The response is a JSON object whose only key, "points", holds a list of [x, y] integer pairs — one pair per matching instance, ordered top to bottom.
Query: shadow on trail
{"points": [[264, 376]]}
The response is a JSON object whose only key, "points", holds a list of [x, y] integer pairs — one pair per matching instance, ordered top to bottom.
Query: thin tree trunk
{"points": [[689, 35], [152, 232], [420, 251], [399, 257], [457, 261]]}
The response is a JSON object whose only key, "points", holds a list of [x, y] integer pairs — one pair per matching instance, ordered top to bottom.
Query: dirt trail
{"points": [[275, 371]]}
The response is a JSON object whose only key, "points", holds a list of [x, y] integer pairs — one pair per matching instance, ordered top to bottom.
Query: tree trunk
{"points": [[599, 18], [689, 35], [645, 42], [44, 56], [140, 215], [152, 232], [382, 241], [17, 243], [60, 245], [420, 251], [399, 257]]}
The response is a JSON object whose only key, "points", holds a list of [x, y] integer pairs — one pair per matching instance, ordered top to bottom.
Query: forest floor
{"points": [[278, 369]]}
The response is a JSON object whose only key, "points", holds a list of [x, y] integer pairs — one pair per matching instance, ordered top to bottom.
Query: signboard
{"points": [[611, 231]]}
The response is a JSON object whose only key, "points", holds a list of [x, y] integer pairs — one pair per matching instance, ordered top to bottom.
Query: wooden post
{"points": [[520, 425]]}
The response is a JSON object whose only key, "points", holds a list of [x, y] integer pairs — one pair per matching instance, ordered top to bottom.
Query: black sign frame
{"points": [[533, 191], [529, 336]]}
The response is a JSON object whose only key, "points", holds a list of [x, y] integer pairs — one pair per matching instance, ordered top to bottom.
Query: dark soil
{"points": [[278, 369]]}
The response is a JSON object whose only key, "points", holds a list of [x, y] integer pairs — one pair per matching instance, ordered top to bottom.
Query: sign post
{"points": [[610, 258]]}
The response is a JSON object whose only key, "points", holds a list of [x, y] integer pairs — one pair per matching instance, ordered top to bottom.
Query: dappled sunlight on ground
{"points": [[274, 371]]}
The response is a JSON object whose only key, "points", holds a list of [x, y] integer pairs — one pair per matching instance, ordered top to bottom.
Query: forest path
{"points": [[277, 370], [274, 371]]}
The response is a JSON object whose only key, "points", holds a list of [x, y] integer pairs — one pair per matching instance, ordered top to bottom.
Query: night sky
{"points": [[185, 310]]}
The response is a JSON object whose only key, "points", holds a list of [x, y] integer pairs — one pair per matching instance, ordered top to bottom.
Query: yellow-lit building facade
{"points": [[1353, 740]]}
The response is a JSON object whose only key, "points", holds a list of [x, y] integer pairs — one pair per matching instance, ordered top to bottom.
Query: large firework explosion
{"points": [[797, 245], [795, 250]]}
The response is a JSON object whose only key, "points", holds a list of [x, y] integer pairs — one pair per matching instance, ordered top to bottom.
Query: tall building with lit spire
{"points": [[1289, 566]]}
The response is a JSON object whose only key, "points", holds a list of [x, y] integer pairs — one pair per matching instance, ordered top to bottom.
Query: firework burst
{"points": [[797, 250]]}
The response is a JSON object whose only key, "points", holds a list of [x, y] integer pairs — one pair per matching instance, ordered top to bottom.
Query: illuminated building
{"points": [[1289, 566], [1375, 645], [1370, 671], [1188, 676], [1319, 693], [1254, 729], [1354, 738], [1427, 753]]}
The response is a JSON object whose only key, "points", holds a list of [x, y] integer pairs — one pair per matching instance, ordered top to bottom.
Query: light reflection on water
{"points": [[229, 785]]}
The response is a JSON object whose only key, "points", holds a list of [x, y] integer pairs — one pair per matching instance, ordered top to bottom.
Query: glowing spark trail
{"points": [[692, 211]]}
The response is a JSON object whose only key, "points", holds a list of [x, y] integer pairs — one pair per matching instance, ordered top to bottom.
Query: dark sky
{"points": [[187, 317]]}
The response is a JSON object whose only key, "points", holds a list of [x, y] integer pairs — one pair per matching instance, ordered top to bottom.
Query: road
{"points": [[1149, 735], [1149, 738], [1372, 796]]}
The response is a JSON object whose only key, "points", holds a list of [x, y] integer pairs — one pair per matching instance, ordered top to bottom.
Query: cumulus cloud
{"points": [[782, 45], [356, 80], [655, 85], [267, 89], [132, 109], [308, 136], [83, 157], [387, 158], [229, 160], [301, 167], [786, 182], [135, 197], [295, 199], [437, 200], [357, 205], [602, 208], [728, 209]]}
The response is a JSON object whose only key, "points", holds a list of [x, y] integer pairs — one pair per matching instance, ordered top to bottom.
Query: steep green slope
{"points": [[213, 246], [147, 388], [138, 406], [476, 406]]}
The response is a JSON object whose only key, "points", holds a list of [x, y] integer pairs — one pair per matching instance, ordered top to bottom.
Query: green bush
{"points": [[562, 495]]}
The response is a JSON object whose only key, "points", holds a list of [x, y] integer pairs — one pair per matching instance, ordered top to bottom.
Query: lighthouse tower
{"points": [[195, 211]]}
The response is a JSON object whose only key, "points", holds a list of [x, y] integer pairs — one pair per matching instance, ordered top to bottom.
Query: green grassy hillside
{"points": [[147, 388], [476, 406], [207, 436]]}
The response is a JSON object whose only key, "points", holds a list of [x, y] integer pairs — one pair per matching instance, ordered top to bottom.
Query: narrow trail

-=-=-

**What to work on**
Print each record again. Nothing may be left out.

**Response**
The response is a JSON object whose only key, "points", holds a list of [x, y] integer pairs — one pair per matching instance, ordered top to bottom.
Query: shadow on trail
{"points": [[264, 376]]}
The response is a JSON object whose only key, "points", holds a list of [x, y] integer pairs — one pair per matching instance, ordered top to bottom.
Query: thin tree trunk
{"points": [[689, 35], [152, 232], [420, 251], [399, 257], [457, 261]]}
The response is a JSON object whose only key, "points", holds a list of [x, y] integer pairs — one pair per matching instance, ordered top to bottom.
Query: dirt trail
{"points": [[275, 371]]}
The response is a JSON object whose only key, "points", holds a list of [x, y] integer pairs — one pair per matching instance, ordered top to bottom.
Query: tree trunk
{"points": [[599, 18], [689, 35], [645, 42], [44, 56], [140, 215], [152, 232], [382, 241], [17, 243], [60, 245], [420, 251], [399, 257]]}
The response is a JSON object whose only key, "points", holds a list of [x, y] integer pairs — one pair per matching instance, ordered top to bottom.
Query: forest floor
{"points": [[278, 369]]}
The response is a JSON object whose only key, "points", holds a list of [x, y] integer pairs — one pair per matching instance, ordered top to bottom.
Query: signboard
{"points": [[611, 231]]}
The response is a JSON object whose only key, "points", holds a list of [x, y] integer pairs — one pair per matching instance, ordered top to bottom.
Query: wooden post
{"points": [[520, 425]]}
The response is a JSON object whose only key, "points", holds a list of [x, y] integer pairs — one pair per matching instance, ordered top to bottom.
Query: black sign frame
{"points": [[533, 191], [529, 336]]}
The response is a JSON object whose only key, "points", holds a list of [x, y] integer pairs — one pair per matching instance, ordered top to bottom.
Query: dark soil
{"points": [[278, 369]]}
The response is a JSON object whose only key, "points", holds a list of [x, y] integer pairs — one pair per matching instance, ordered top to bottom.
Query: sign post
{"points": [[610, 258]]}
The response is a JSON object whose only key, "points", holds a list of [x, y] integer pairs — one pair per matching instance, ordered top to bottom.
Query: dappled sunlight on ground
{"points": [[274, 371]]}
The response is a JSON object whose only key, "points", holds a list of [x, y] integer pairs — one pair per matching instance, ordered top to bottom.
Query: forest path
{"points": [[277, 370], [274, 371]]}
The response is a JSON object whose only key, "points", holds a list of [x, y] integer pairs — one pair per matching instance, ordered top to bottom.
Query: night sky
{"points": [[185, 310]]}
The response is a JSON object whose only key, "points", holds a list of [x, y] integer pairs — one pair per matching instance, ordered top to bottom.
Query: yellow-lit building facade
{"points": [[1353, 740]]}
The response is a JSON object whose only key, "points", holds a list of [x, y] integer pairs — one pair per matching instance, ordered top to bottom.
Query: large firework explosion
{"points": [[797, 245], [795, 250]]}
The response is a JSON object whose only key, "points", holds a list of [x, y] integer pairs — one pair per matching instance, ordered top to bottom.
Query: tall building with lit spire
{"points": [[1289, 566]]}
The response is a JSON object whose only key, "points", holds a list of [x, y] integer pairs — one pair per matching instance, ordered top to bottom.
Query: firework burst
{"points": [[797, 250]]}
The response is a JSON object whose only key, "points", holds a list of [x, y] integer pairs — one pair per matching instance, ordered top to bottom.
Query: illuminated building
{"points": [[1289, 566], [1375, 645], [1370, 671], [1188, 676], [1319, 693], [1254, 729], [1354, 738], [1427, 753]]}
The response is a JSON object whose only key, "points", holds a list of [x, y] integer pairs — one pair per matching instance, ordered top to bottom.
Query: light reflection on water
{"points": [[229, 785]]}
The response is a JSON object whose only key, "points", holds a list of [x, y] integer pairs — one pair per matching instance, ordered top to bottom.
Query: glowing spark trail
{"points": [[692, 211]]}
The response is a JSON object whose only key, "points", holds a list of [x, y] integer pairs — one pair per matching instance, ordered top to bottom.
Query: dark sky
{"points": [[187, 317]]}
The response is a JSON object whose only key, "points", holds a list of [x, y] integer pairs — one pair per matching instance, ordered top to bottom.
Query: road
{"points": [[1149, 735], [1149, 738], [1372, 796]]}
The response is a JSON object whose only key, "points", holds a list of [x, y] integer pairs — one pair per matching instance, ordered top to bottom.
Query: cumulus cloud
{"points": [[782, 45], [356, 80], [655, 85], [267, 89], [132, 109], [308, 136], [83, 157], [387, 158], [229, 160], [301, 167], [786, 182], [135, 197], [295, 199], [437, 200], [357, 205], [602, 208], [728, 209]]}
The response is a JSON object whose only key, "points", holds a list of [x, y] integer pairs — one pair per matching instance, ordered top to bottom.
Query: steep green slope
{"points": [[213, 246], [147, 388], [138, 406], [476, 406]]}
The response is a JSON object whose only key, "points", holds a list of [x, y] integer pairs — one pair per matching instance, ordered top to bottom.
Query: green bush
{"points": [[562, 495]]}
The response is a JSON object whose only key, "points", holds a list of [x, y] integer pairs — one pair per matching instance, ordered top to bottom.
Query: lighthouse tower
{"points": [[195, 211]]}
The response is a JSON object whose only key, "points", holds a list of [x, y] integer pairs — one pair per matching instance, ordered top to bottom.
Query: green grassy hillside
{"points": [[147, 388], [476, 406], [207, 436]]}
The response is a JSON object whose only key, "points", holds a list of [x, y] integer pairs — one pair per matching instance, ordered top to bottom.
Query: narrow trail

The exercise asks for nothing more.